◆ Your objective ◆
Return the following items line for line, without any changes.

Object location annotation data

-- Begin --

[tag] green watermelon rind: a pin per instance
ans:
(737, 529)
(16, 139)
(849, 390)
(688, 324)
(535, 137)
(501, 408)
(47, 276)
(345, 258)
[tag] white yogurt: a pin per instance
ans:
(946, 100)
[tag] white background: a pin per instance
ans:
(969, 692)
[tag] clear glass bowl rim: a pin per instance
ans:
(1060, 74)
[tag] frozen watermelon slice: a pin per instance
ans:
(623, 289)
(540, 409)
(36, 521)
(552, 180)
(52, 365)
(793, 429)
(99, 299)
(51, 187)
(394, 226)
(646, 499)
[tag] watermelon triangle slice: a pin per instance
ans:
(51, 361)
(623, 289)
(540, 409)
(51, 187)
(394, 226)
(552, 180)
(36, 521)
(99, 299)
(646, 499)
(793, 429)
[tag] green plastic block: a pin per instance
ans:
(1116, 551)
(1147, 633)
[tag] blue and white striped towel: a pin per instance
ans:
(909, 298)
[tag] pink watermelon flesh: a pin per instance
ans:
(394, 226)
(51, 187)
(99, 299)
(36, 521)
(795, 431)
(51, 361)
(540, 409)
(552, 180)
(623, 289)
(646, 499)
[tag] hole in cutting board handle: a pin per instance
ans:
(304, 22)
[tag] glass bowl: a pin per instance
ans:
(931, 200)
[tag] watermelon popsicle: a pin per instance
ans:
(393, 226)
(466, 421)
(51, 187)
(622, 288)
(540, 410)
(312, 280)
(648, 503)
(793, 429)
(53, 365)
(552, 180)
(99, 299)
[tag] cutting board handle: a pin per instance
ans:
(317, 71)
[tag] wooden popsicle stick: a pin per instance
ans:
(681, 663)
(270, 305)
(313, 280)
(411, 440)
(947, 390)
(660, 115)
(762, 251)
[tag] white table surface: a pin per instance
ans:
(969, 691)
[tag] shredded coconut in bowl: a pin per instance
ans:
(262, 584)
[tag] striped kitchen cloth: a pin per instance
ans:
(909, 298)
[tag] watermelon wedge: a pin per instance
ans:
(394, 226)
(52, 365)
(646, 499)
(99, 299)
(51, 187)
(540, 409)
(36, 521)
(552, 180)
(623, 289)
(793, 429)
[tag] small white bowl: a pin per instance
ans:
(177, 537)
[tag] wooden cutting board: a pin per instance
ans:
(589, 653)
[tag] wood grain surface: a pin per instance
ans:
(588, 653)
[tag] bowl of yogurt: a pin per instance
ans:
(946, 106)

-- End --

◆ Final result ◆
[tag] green watermelon rind: a pin per instance
ans:
(737, 529)
(16, 139)
(849, 390)
(688, 324)
(535, 137)
(501, 408)
(47, 276)
(345, 258)
[tag] white yogurt: a pin per instance
ans:
(946, 100)
[tag] white background: a pin per instance
ans:
(969, 692)
[tag] clear glass bowl rim: a pin per instance
ans:
(1060, 74)
[tag] frozen watermelon slice: a pin per instance
ans:
(623, 289)
(540, 409)
(36, 521)
(552, 180)
(52, 365)
(793, 429)
(99, 299)
(51, 187)
(394, 226)
(646, 499)
[tag] watermelon triangle slice: a pin per instance
ans:
(51, 361)
(623, 289)
(540, 409)
(51, 187)
(394, 226)
(552, 180)
(36, 521)
(99, 299)
(646, 499)
(793, 429)
[tag] green plastic block: a pin per instance
ans:
(1116, 551)
(1147, 633)
[tag] blue and white striped towel: a pin per instance
ans:
(909, 298)
[tag] pink watermelon flesh: a pin per instance
ans:
(394, 226)
(51, 187)
(99, 299)
(36, 521)
(795, 431)
(51, 361)
(540, 409)
(552, 180)
(623, 289)
(646, 499)
[tag] hole in cutting board handle: a pin per instance
ans:
(304, 22)
[tag] glass bowl: a pin per instance
ans:
(931, 200)
[tag] watermelon popsicle: a pin per instance
ans:
(393, 226)
(466, 421)
(51, 187)
(622, 288)
(540, 410)
(312, 280)
(648, 503)
(793, 429)
(53, 365)
(552, 180)
(99, 299)
[tag] cutting board handle: a pin per instance
ans:
(317, 71)
[tag] wooden popsicle stick: a pin per instance
ans:
(681, 663)
(270, 305)
(313, 280)
(411, 440)
(947, 390)
(660, 115)
(762, 251)
[tag] white table surface: a pin per instance
ans:
(969, 691)
[tag] shredded coconut in bowl: a pin per instance
ans:
(262, 584)
[tag] striped kitchen cloth: a pin per instance
ans:
(909, 298)
[tag] watermelon wedge: a pin per instance
ans:
(394, 226)
(52, 365)
(646, 499)
(99, 299)
(51, 187)
(540, 409)
(36, 521)
(552, 180)
(623, 289)
(793, 429)
[tag] small white bowl: a pin per instance
ans:
(177, 537)
[tag] wooden cutting board: a pin per instance
ans:
(589, 653)
[tag] wood grain surface: a pin per instance
ans:
(588, 653)
[tag] bowl of yogurt: a pin per instance
ans:
(946, 106)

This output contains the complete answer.